INPUT RECORDS below:

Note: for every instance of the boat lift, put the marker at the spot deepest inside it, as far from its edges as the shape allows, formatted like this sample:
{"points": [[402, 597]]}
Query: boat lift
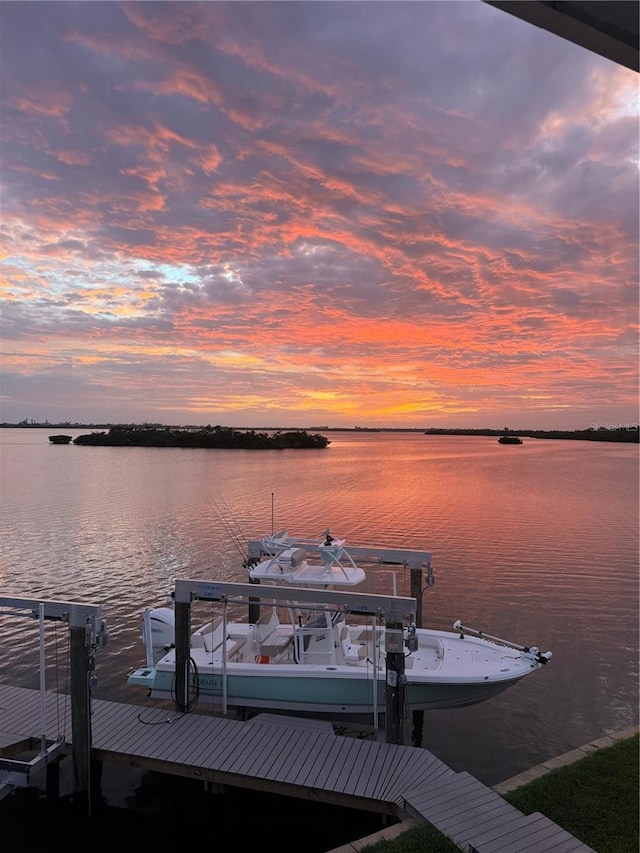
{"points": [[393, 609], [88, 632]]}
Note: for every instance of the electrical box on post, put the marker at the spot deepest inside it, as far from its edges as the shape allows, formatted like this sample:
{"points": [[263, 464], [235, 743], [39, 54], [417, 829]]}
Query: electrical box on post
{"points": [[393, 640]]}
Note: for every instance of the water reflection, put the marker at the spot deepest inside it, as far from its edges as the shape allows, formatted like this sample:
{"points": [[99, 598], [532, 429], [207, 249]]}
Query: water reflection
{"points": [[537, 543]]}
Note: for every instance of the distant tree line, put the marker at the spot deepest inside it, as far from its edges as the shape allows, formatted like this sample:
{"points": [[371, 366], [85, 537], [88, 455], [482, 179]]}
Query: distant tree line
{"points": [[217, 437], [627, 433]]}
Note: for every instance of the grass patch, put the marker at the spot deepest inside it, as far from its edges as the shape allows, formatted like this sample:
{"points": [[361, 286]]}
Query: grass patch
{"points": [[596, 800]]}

End of INPUT RECORDS.

▶ _EXERCISE DESCRIPTION_
Every record above should be set down exactly, with the pictures left out.

▶ _ANSWER SECTION_
Note: for every instance of the boat lift, put the marker at the spot deepest inside it, as far from its edges as the shape allows, formatted like this sample:
{"points": [[402, 597]]}
Query: boat lift
{"points": [[393, 609], [88, 632]]}
Note: for every instance of the electrical box on post, put the marker at the spot deepest inside it, as far from its edges as the shape allows, formatted like this sample:
{"points": [[263, 464], [235, 743], [39, 54], [417, 829]]}
Query: electrical box on post
{"points": [[393, 640]]}
Note: for every instance of the water reflection, put the marker at the spot deepest inside it, as far from its edges as the shape allows, formatted like this sample:
{"points": [[99, 598], [532, 429], [207, 249]]}
Query: water reflection
{"points": [[537, 543]]}
Note: for every instance of the distant tree line, put the marker at the spot deepest inside it, as far from its edges as the shape allows, formatted like this sample:
{"points": [[371, 366], [85, 537], [88, 455], [482, 179]]}
Query: distant tree line
{"points": [[217, 437], [627, 433]]}
Note: for every instance of the grass patch, put the marker at the spot deepest inside it, as far from its edges as the shape allows, formatted like this sample:
{"points": [[361, 286]]}
Query: grass patch
{"points": [[596, 800]]}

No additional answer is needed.